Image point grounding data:
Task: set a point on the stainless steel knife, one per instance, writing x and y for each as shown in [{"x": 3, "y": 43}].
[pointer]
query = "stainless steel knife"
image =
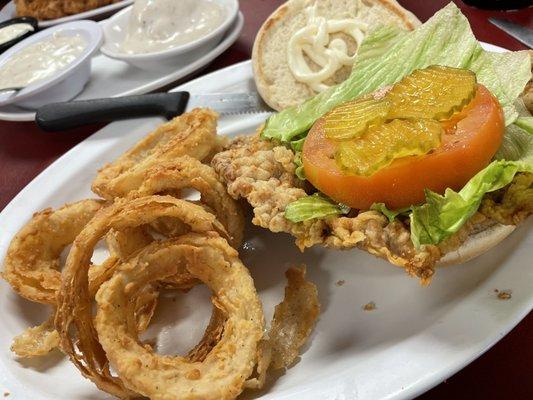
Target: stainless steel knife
[
  {"x": 72, "y": 114},
  {"x": 521, "y": 33}
]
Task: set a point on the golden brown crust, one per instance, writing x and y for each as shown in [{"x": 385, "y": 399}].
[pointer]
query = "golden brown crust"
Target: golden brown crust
[
  {"x": 264, "y": 175},
  {"x": 408, "y": 21}
]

» WHAT IS REQUIRED:
What you copy out must be exactly the lines from the line containing "Target: stainless steel knife" through the end of the records.

» ANSWER TO THIS PROBLEM:
Target: stainless steel knife
[
  {"x": 72, "y": 114},
  {"x": 521, "y": 33}
]
Task: set a point on the golden brown crust, one per instance, writing x and y for each as shown in [{"x": 385, "y": 399}].
[pointer]
query = "golden brown crust"
Target: golden brown crust
[
  {"x": 264, "y": 175},
  {"x": 408, "y": 21}
]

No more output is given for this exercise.